◆ **YOUR GOAL**: Can you reproduce the listing below verbatim, from its very first line through the line that contains "pixel 421 392", and stop there?
>>
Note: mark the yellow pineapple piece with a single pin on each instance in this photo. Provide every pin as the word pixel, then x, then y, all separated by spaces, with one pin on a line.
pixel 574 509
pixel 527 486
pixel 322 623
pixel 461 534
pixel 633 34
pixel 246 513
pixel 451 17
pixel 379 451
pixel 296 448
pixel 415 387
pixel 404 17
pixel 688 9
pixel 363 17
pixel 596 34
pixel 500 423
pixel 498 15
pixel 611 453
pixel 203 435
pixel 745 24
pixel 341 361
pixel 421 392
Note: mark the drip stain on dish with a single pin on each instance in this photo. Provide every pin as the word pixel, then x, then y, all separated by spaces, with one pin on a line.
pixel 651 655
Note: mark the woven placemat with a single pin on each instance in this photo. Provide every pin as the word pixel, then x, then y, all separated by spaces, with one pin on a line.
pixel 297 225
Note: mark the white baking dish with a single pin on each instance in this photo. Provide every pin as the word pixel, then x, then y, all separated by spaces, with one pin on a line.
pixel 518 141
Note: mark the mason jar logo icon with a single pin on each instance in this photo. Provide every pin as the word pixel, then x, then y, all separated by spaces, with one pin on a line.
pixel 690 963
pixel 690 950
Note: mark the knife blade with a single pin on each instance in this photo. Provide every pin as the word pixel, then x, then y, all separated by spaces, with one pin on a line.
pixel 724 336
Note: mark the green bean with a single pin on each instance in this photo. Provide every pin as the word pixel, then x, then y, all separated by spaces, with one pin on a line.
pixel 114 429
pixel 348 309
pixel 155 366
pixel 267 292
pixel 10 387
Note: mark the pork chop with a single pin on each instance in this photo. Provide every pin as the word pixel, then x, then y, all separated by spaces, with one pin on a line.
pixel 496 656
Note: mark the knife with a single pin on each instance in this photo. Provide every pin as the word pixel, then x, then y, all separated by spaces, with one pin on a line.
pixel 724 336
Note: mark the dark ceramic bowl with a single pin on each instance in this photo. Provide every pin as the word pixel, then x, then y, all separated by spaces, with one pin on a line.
<<
◆ **SOLUTION BELOW**:
Note: mark the yellow pineapple piece with a single pin on each instance in this photo. Provide every pin as the word pixel, then x, then y, all separated by spaces, with one pin on a line.
pixel 574 509
pixel 527 486
pixel 322 623
pixel 461 534
pixel 633 34
pixel 246 513
pixel 451 17
pixel 379 451
pixel 296 448
pixel 415 387
pixel 404 17
pixel 688 9
pixel 363 17
pixel 596 34
pixel 500 423
pixel 498 15
pixel 611 453
pixel 203 435
pixel 745 24
pixel 341 361
pixel 421 392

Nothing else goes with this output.